▶ SUPPLIED RECORDS
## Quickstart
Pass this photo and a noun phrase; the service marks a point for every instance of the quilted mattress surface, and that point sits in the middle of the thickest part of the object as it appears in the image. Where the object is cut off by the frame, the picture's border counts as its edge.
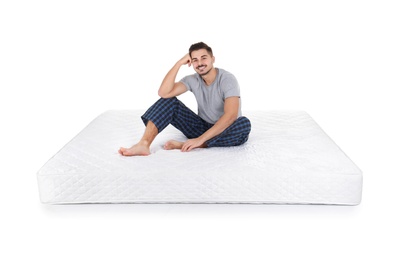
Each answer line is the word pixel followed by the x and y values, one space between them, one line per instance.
pixel 288 159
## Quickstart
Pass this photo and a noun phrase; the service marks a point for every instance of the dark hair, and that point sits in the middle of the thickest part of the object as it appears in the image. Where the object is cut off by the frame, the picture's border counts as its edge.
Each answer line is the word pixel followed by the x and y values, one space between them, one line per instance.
pixel 199 46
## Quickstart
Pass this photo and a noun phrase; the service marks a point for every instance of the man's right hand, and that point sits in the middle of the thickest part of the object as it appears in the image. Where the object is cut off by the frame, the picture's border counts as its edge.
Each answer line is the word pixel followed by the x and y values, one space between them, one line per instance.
pixel 186 60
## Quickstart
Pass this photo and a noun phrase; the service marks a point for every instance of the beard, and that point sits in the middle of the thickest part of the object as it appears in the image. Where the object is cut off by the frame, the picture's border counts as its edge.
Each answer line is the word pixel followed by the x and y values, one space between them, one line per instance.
pixel 204 73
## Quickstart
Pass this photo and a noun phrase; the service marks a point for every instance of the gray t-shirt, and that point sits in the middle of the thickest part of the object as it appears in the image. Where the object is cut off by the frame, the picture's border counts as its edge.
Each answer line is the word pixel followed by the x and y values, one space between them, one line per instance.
pixel 210 99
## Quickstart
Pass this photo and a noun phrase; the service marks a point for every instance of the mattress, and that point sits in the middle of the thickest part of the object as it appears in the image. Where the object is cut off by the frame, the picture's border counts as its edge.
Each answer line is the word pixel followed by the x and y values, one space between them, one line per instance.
pixel 288 159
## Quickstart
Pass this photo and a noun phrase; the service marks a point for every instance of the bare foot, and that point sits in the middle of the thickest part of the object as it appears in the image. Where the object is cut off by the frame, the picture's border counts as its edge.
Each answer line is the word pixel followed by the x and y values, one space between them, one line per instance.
pixel 172 144
pixel 135 150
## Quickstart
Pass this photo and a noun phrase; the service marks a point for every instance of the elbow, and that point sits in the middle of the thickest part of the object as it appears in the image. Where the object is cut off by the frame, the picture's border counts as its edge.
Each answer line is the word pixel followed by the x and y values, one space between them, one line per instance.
pixel 162 94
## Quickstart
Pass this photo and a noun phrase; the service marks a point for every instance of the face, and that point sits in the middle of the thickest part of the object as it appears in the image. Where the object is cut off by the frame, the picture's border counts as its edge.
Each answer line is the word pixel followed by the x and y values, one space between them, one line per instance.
pixel 202 61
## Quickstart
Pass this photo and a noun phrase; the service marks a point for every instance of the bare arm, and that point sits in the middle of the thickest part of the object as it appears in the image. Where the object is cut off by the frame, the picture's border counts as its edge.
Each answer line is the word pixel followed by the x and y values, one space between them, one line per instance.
pixel 169 88
pixel 231 106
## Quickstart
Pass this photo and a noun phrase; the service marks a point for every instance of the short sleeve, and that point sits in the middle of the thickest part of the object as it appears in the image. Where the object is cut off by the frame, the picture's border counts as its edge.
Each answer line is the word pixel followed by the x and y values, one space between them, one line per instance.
pixel 230 86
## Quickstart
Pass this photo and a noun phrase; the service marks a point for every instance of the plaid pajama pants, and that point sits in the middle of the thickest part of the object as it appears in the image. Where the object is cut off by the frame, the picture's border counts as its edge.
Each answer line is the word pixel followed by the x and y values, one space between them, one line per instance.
pixel 172 111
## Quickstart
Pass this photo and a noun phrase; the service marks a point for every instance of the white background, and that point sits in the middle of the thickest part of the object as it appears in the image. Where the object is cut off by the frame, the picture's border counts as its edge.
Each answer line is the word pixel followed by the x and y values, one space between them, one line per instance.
pixel 62 63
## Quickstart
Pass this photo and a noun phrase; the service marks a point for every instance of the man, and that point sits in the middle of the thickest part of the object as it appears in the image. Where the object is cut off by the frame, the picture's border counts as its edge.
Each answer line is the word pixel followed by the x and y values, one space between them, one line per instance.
pixel 219 121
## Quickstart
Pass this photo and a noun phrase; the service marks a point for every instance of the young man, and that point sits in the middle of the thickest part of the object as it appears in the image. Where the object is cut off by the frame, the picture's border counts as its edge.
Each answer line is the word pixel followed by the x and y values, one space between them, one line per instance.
pixel 219 121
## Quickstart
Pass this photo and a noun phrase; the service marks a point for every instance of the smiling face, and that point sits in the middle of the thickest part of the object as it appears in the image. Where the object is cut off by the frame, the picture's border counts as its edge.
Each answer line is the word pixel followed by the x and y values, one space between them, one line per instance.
pixel 202 61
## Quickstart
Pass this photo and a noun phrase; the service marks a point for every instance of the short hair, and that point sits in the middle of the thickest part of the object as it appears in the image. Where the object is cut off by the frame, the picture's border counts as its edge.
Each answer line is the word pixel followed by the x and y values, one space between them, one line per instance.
pixel 199 46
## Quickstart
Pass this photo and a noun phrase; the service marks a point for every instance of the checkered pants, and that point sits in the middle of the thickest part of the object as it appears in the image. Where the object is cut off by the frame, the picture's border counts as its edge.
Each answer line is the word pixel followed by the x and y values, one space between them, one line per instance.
pixel 172 111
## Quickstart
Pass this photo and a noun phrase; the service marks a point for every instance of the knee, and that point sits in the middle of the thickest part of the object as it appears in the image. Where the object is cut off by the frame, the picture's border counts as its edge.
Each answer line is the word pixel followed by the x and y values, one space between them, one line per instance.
pixel 244 123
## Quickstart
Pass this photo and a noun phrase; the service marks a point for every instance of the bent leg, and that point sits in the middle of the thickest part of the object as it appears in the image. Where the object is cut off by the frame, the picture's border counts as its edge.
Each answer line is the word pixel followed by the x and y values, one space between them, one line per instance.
pixel 172 111
pixel 236 134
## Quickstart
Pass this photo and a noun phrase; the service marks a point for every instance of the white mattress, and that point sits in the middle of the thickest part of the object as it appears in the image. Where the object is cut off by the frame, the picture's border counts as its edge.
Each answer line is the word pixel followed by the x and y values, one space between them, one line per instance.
pixel 288 159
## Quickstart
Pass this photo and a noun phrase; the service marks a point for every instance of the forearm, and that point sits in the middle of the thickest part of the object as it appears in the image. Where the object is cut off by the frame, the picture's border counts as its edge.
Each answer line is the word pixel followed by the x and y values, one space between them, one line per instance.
pixel 169 80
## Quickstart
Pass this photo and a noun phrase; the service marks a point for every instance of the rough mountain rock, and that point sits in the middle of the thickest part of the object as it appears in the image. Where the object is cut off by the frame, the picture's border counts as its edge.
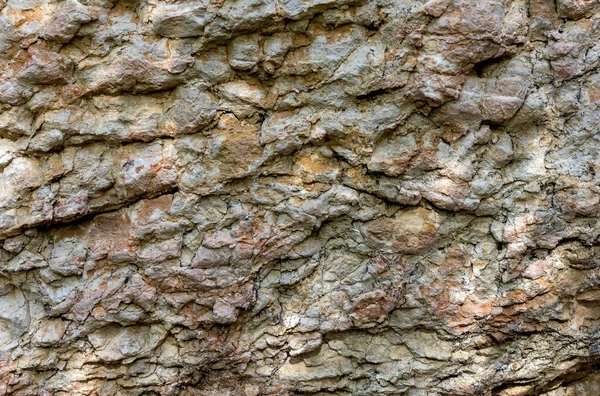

▶ EXERCISE PROMPT
State how many lines of the material above contain the string "short", giving only the number.

▶ OUTPUT OF THE TASK
2